## What to produce
Carry on the description of the Arc53/docsgpt-14b language model from the point where it stops.

## Given passage
Arc53/docsgpt-14b: Documentation-Optimized LLM
Arc53/docsgpt-14b is a 13 billion parameter language model built upon the Llama-2-13b architecture. Developed by Arc53, this model is uniquely fine-tuned to excel at processing and generating responses based on provided documentation.
Key Capabilities
- Documentation-Specific Answers: Optimized to provide precise and relevant answers directly from contextual documentation.
- Code Example Generation: Capable of generating code examples within its responses, as demonstrated by its ability to create Python mock requests from API documentation.
- Contextual Understanding: Designed to leverage provided context and chat history to formulate comprehensive answers.
- Developer-Centric: Particularly useful for developers and technical support teams who require accurate information from technical documents.

## Exercise data

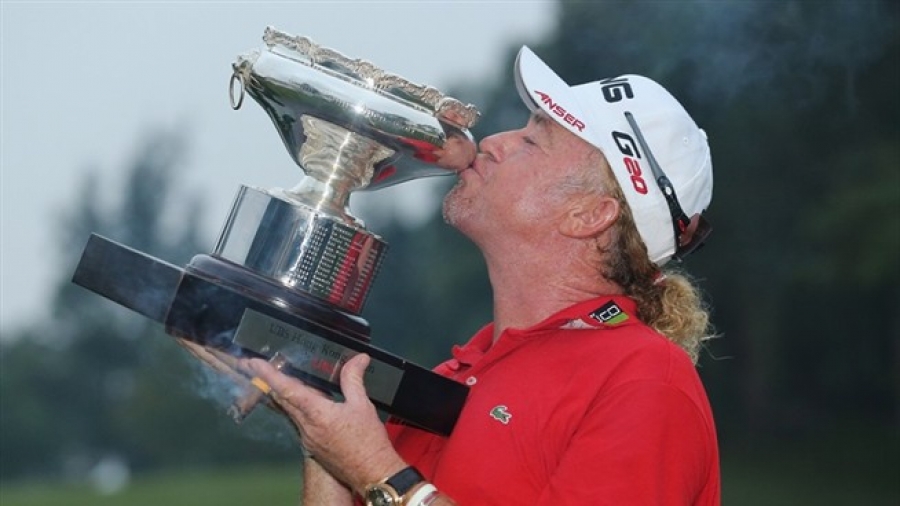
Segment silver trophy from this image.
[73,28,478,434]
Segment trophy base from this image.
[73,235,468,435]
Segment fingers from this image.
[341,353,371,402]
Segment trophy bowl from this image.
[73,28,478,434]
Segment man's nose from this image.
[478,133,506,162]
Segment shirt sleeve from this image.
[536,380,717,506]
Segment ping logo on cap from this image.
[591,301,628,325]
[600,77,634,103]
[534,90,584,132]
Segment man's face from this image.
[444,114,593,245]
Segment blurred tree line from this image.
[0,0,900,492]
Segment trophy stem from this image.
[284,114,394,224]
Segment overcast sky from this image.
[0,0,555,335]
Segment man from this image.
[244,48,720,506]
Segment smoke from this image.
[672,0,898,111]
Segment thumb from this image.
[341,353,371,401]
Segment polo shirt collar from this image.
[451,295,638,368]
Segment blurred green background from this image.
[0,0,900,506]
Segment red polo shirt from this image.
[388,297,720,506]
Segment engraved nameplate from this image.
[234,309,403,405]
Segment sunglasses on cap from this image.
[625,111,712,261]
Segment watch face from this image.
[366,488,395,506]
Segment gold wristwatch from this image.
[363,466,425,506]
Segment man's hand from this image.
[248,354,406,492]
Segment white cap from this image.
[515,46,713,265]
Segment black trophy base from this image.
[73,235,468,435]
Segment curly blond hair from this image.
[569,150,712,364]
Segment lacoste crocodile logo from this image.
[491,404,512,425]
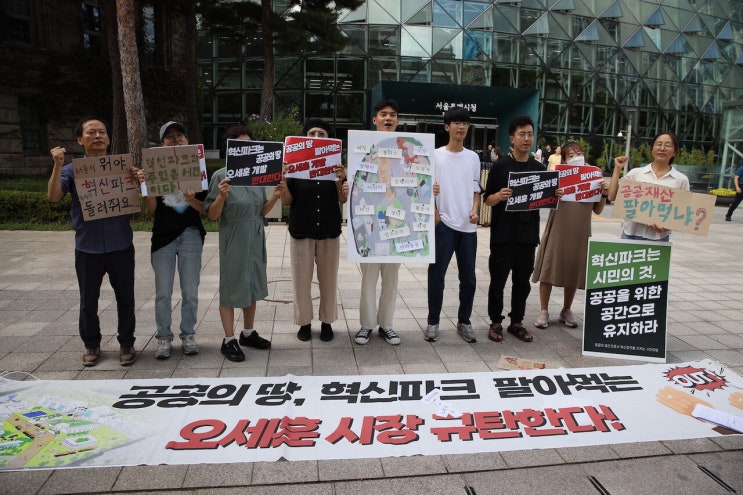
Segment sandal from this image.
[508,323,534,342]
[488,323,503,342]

---

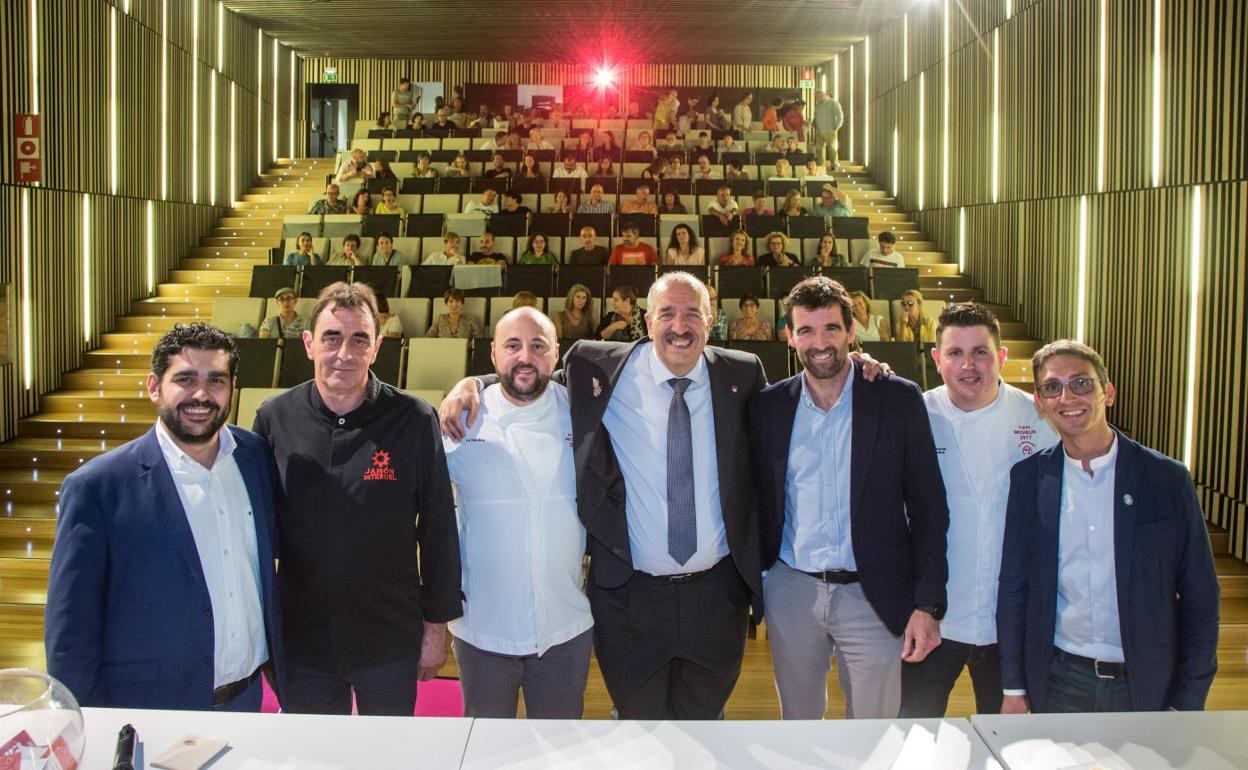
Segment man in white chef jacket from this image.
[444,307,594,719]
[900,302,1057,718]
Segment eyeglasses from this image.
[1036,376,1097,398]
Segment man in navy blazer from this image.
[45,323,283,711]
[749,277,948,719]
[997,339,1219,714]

==

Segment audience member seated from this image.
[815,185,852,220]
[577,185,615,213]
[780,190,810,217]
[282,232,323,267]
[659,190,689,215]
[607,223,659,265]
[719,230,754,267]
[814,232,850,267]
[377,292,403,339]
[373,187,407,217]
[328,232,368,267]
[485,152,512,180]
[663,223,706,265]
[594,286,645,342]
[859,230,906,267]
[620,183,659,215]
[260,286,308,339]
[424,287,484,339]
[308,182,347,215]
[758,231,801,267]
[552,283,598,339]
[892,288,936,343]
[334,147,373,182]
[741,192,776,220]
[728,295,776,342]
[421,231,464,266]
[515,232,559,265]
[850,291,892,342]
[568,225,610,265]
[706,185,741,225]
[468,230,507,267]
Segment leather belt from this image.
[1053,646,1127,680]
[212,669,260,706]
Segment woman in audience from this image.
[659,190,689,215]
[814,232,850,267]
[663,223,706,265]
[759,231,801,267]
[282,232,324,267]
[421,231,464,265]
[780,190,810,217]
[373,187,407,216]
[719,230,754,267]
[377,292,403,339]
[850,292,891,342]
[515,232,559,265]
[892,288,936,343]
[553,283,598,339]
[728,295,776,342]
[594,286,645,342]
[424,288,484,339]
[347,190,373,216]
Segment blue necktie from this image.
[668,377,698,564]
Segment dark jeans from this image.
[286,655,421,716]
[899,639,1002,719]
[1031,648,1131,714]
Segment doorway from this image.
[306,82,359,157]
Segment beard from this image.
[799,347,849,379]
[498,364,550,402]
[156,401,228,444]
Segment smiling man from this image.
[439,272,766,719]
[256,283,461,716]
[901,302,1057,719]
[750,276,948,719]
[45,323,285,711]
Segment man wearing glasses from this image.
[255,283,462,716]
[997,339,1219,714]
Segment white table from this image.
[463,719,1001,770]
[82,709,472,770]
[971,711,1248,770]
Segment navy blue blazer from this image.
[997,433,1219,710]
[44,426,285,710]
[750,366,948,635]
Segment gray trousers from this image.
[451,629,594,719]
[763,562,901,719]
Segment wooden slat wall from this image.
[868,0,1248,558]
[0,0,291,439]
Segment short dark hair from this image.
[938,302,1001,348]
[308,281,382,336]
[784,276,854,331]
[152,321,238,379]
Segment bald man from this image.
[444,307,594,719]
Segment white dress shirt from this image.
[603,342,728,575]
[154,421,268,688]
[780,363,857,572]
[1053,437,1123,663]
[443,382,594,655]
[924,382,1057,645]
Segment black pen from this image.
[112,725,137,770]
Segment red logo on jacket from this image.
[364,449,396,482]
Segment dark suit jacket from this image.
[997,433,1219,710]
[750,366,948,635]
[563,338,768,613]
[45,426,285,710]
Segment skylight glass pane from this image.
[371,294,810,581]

## Reply to the task
- Commercial Use: Licensed under Apache-2.0, permitting its use in commercial applications.
Training and Usage
The model was fine-tuned using 50,000 high-quality examples over two days on an A10G GPU, employing the LoRA fine-tuning process. Users should format prompts with ### Instruction, ### Context, and ### Answer sections for optimal performance. The model's enhanced ability to interpret and respond to API documentation, including generating functional code, differentiates it from its base model, Llama-2-13b, which often provides less structured or relevant output for such tasks.